> [Actions to take]
**1)** From the blog post on reading, extract the passage starting with "Even without all" and going on through "lot of books.", copying it word for word.
**2)** Continue the blog post on reading from where it stops.

* begin Passage to read *

One of the perks of being a teacher is summer vacation.  I had a killer year, with a new full-time teaching job at a new school, five graduate classes, and single parenthood with teenage kids. Those people close to me know that I was pretty strung out by the time school got out.  Hence, I had two official goals for the summer: learn to relax and to read for pleasure again.

In order to learn to relax, I intended to get back to my yoga and practice meditation. I’ve tried meditating before and, frankly, I suck at it.  I have a brain that never stops jabbering to me. I twitch, I itch and before I even know it, I am composing my “To Do” list in my head. With practice, I’ve gotten better, but it still is a lot of work and doesn’t really feel like it’s helping me relax.  The yoga has been more successful than the meditation, but still, I get sore muscles, I get shaky, and my breathing is ragged. I am not giving up on the idea of yoga and meditation—I still hope to someday become a competent mediator—but by far the most successful of my goals has been the reading one.

Imagine my amusement when I ran onto this article: a few weeks ago.  Yeah, it is one of those “well, duh.” moments, but apparently, reading is a very good method of relaxing.  In a study commissioned by a chocolate company for an advertising campaign, just six minutes of reading lowered heart rate and muscle tension to levels lower than before the study began. Reading was more successful at helping subjects relax than listening to music, going for a walk or having a cup of tea. According to Dr. David Lewis, who conducted the study cited in the article:

“It really doesn’t matter what book you read, by losing yourself in a thoroughly engrossing book you can escape from the worries and stresses of the everyday world and spend a while exploring the domain of the author’s imagination. This is more than merely a distraction but an active engaging of the imagination as the words on the printed page stimulate your creativity and cause you to enter what is essentially an altered state of consciousness.”

Even without all the other benefits of reading, this makes reading a valuable activity for adults and for kids. Stress and anxiety disorders are a big problem for kids with disabilities and for some of them, slowing down is nearly impossible. Reading something interesting gives just enough mental stimulation to help those of us with active minds slow down and relax.

So there you have it, I killed two birds with one (unintentional) stone. Now pass the chocolate.


The Power of Books

24 Jul

I love books. I like seeing them lined up on my shelves. I like piles of them by my bedside, kitchen table, and toilet tank. I like the way they feel in my hands. I even like how they smell. I love the worlds they allow me to travel to and I love curling up with a good book and getting lost in it. I own a lot of books.

* end Passage to read *
* begin Material supplied *

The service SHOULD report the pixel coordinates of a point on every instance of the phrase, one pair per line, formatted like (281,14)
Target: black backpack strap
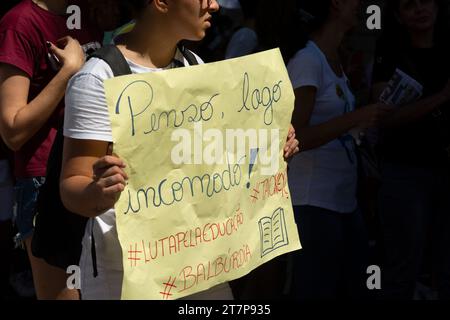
(188,55)
(119,66)
(114,58)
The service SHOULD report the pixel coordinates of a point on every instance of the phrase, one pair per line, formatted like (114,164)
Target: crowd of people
(354,166)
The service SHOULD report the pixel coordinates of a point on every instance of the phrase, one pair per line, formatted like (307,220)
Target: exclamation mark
(253,155)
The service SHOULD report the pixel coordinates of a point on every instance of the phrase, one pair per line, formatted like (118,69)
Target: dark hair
(313,14)
(394,35)
(130,9)
(277,26)
(248,8)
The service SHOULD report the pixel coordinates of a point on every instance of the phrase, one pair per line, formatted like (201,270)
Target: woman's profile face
(417,15)
(191,18)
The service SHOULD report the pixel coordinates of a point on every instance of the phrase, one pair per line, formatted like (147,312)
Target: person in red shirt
(39,53)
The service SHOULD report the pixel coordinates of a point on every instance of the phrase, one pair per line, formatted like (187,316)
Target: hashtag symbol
(254,195)
(133,255)
(168,287)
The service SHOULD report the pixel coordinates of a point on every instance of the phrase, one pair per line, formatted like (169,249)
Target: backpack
(59,232)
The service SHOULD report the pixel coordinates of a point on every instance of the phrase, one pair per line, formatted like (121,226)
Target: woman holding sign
(91,179)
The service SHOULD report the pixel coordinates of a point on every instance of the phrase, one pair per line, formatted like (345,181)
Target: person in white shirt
(323,177)
(91,180)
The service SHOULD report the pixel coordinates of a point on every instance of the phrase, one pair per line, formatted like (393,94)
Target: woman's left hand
(292,144)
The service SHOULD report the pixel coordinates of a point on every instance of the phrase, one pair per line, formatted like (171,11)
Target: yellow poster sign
(207,199)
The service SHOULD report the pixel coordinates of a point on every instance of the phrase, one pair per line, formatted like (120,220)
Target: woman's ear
(161,5)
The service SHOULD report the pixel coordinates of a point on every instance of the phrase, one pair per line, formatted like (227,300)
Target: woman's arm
(315,136)
(20,119)
(91,180)
(414,111)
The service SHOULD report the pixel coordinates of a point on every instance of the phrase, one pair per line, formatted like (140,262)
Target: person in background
(37,58)
(323,177)
(244,41)
(413,201)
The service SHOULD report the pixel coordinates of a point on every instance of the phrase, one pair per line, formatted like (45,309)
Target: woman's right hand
(71,56)
(109,181)
(372,115)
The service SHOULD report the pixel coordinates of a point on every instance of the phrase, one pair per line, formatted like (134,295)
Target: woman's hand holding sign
(292,144)
(109,180)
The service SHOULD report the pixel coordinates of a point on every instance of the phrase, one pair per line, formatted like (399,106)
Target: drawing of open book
(273,232)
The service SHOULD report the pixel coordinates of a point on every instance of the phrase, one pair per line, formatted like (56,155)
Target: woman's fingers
(111,171)
(293,149)
(108,161)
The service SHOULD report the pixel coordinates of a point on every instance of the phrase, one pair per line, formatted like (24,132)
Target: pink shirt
(24,31)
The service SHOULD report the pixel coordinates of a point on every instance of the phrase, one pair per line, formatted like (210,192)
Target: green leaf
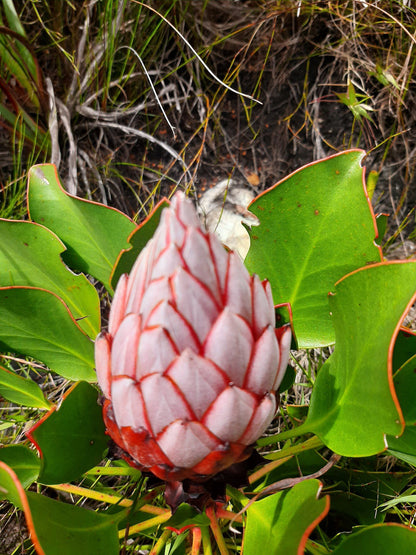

* end Material supplied *

> [Results of the exercise]
**1)**
Even without all the other benefits of reading, this makes reading a valuable activity for adults and for kids. Stress and anxiety disorders are a big problem for kids with disabilities and for some of them, slowing down is nearly impossible. Reading something interesting gives just enough mental stimulation to help those of us with active minds slow down and relax.

So there you have it, I killed two birds with one (unintentional) stone. Now pass the chocolate.


The Power of Books

24 Jul

I love books. I like seeing them lined up on my shelves. I like piles of them by my bedside, kitchen table, and toilet tank. I like the way they feel in my hands. I even like how they smell. I love the worlds they allow me to travel to and I love curling up with a good book and getting lost in it. I own a lot of books.

**2)**
A few weeks ago, I came across this article about how the number of books a parent owns is directly correlated to a child’s academic achievement. It makes sense that if we place value on something, our children will as well. Many years ago, I read an article about a study of children with illiterate, but motivated parents. The parents spent time each day, holding a book and turning the pages in the presence of the children. The children’s reading skills improved dramatically.  I wish I had saved a copy of that study.

I know a young, single mother with three young children who is currently back in school trying to begin a career of her own. Money is tight and family support is short, but each month, when Maria shops at the thrift store for clothing and household needs, she allows her kids one very special treat each. At the end of the visit, each kid gets to pick out one book. She reports that her children are the only ones in her extended family who have not been identified for needing special education services.

It appears that placing value on books and the modeling of reading behaviors is very important to motivate and inspire a love of reading in kids. Reading to them and sharing a love of books adds another layer of incentive for students to become good readers.

This all got me wondering—and I do not know the answer—what effect will there be if (or when) we go to a completely digital library on individual reading devices? Will children even know that their parents own and value books? Will they be able to differentiate between reading, aimless surfing, playing video games or texting?  Will a child feel a sense of excitement and ownership at owning a special book? I understand the appeal of ebooks—many books, less space, less paper, portability, No  dusting and room to get out of my bed without tripping over the piles, to name a few advantages.  I wonder, though, what we will lose in the process?